• [Task prompt]: Scale the material from its start through the line containing "top-left (206, 171), bottom-right (227, 190)", reproducing every line in full. Multiply each bounding-box corner coordinate by 0.45, round to whole numbers with halves going up, and leave out the picture.

• [Data]:
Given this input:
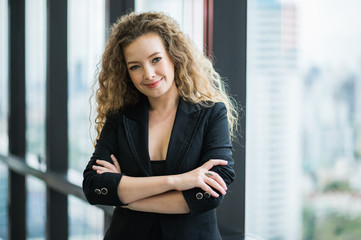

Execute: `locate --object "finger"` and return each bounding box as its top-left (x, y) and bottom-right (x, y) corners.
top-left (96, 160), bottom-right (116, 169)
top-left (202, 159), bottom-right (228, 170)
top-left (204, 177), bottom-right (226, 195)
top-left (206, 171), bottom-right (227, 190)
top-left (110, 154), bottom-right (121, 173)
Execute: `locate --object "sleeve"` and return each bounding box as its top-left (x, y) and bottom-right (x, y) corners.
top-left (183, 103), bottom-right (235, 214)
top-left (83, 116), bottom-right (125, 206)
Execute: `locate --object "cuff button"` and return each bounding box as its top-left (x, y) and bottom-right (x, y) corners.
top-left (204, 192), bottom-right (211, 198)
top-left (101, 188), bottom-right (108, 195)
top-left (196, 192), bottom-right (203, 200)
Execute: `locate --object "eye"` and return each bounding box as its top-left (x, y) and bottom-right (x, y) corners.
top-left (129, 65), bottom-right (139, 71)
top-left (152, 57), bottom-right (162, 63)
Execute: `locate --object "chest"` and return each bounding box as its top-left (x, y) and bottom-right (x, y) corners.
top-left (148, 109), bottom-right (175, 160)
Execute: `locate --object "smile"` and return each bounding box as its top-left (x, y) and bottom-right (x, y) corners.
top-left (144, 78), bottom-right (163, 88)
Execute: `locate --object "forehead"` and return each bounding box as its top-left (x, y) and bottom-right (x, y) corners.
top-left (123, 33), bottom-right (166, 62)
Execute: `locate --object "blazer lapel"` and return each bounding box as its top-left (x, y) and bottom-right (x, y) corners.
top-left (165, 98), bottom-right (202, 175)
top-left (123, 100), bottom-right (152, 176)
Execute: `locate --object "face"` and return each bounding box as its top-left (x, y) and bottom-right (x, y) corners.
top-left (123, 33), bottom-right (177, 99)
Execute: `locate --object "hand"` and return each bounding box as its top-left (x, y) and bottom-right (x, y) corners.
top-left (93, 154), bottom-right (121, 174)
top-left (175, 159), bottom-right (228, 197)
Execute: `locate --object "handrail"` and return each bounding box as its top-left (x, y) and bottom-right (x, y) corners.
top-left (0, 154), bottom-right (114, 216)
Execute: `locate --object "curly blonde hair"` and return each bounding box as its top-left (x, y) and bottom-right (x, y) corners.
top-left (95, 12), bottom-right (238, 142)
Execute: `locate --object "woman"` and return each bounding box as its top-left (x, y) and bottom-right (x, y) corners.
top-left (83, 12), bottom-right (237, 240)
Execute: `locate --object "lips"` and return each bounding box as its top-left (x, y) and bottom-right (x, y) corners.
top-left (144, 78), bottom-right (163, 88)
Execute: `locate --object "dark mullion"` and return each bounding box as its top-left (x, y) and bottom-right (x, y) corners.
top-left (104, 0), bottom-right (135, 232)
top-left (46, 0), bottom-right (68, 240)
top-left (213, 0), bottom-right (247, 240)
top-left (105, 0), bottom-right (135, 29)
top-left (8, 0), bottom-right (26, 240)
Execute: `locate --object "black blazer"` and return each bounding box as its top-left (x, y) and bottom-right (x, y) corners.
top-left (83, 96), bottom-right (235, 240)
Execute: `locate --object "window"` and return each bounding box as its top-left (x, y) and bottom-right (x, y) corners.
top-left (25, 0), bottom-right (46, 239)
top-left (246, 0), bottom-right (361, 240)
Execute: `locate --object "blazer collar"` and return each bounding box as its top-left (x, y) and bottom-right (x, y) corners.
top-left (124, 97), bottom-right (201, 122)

• [The response]:
Given this input:

Execute: `locate --object "finger"` and return each bounding box as its top-left (x, y) and bottom-right (x, y) corners.
top-left (43, 72), bottom-right (52, 76)
top-left (91, 72), bottom-right (103, 77)
top-left (92, 80), bottom-right (102, 88)
top-left (93, 77), bottom-right (102, 86)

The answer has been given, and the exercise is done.